### [本文]
------
これらの最高裁の判例をみると、残業代込みの賃金(基本給に残業代を含める制度や固定残業代など)については、
・一律にそのような制度が無効ということではない。
しかし
・通常賃金と残業代とを区別できる必要があり、実質で判断すべき。
という考え方が貫かれているように見受けられます。

 実質で判断されるので、労働者側勝訴のケースもあれば、経営者側が訴えを退けるケースもあるといったように、結論はさまざまになっていくかもしれませんが、重視されるのは、通常賃金と残業代とを区別できるかどうかです。
 その区別ができないのなら、残業代込みの賃金を導入すべきではないということになりますね。
------
### [与えられた情報]
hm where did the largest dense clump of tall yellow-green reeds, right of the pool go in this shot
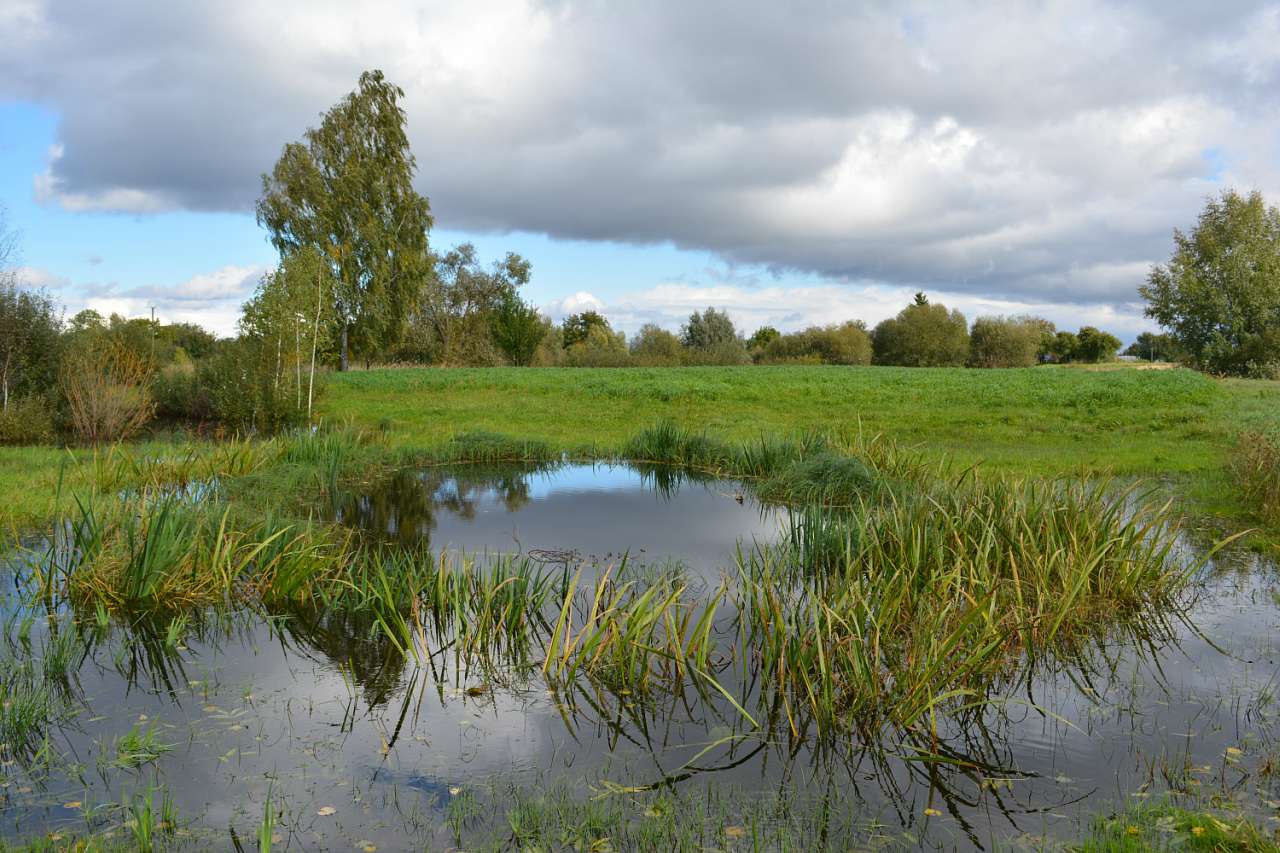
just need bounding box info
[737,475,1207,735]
------
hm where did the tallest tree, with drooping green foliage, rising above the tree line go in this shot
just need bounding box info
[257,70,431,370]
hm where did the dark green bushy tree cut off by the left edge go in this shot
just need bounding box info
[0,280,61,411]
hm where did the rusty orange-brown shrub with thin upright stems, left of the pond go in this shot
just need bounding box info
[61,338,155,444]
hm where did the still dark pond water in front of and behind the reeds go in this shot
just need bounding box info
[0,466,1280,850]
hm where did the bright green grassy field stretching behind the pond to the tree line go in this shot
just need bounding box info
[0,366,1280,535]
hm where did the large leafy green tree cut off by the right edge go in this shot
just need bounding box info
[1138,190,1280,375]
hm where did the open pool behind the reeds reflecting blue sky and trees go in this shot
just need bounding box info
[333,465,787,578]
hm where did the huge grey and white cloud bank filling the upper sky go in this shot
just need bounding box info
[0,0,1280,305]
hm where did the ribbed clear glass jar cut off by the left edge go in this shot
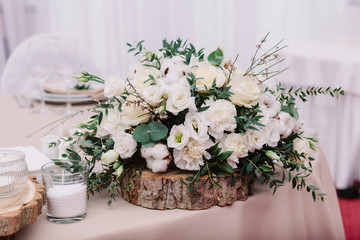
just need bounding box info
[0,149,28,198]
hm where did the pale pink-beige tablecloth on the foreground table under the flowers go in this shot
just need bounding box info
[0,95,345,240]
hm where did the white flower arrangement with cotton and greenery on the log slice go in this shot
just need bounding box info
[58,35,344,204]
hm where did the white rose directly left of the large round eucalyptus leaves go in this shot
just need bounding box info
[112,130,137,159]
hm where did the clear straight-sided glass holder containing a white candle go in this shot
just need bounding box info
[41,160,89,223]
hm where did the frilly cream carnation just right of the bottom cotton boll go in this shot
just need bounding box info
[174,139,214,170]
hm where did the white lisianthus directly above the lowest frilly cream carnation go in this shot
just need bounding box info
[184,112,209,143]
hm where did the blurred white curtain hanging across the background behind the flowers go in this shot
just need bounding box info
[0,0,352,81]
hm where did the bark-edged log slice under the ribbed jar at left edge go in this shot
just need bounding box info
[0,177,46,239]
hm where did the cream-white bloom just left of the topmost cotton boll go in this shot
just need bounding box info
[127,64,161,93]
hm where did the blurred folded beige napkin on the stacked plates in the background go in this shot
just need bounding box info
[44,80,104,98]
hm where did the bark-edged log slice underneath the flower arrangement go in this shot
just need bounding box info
------
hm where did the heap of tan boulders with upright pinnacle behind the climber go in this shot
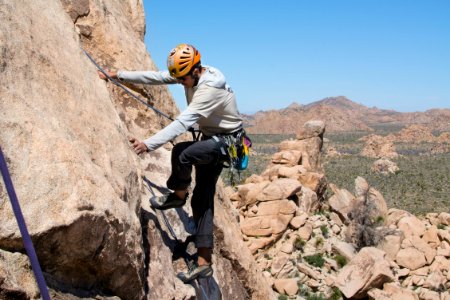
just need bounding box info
------
### [あなたの課題]
1. 残業代込みの賃金についての本文では、重視されるのは何だとされていますか。
2. 残業代込みの賃金についての本文から、「これらの最高裁の判例をみると」から「ないということになりますね。」までの部分をそのまま書き写してください。
3. 残業代込みの賃金についての本文を、最後の文に続けて書き進めてください。

### [解答]
1. 通常賃金と残業代とを区別できるかどうかです。

2.
これらの最高裁の判例をみると、残業代込みの賃金(基本給に残業代を含める制度や固定残業代など)については、
・一律にそのような制度が無効ということではない。
しかし
・通常賃金と残業代とを区別できる必要があり、実質で判断すべき。
という考え方が貫かれているように見受けられます。

 実質で判断されるので、労働者側勝訴のケースもあれば、経営者側が訴えを退けるケースもあるといったように、結論はさまざまになっていくかもしれませんが、重視されるのは、通常賃金と残業代とを区別できるかどうかです。
 その区別ができないのなら、残業代込みの賃金を導入すべきではないということになりますね。

3.
 一時ブームを築いた固定残業代などの残業代込みの賃金。経営の見通しが立てやすいというメリットは残りますが、コスト削減はもちろん、事務の軽減というメリットも失われた感があります。今後さらに導入する企業が減るかもしれませんね。

 なお、今回の最高裁の判断について、「働き方改革を巡る今後の議論にも影響を与えるのでは?」と報じている報道機関もあります。
 専門職でどんなに高給取りでも残業代は必要ということですから、”いわゆる高度プロフェッショナル制度(ホワイトカラー・エグゼンプション)の導入に釘をさした”という捉え方もできるかもしれませんね。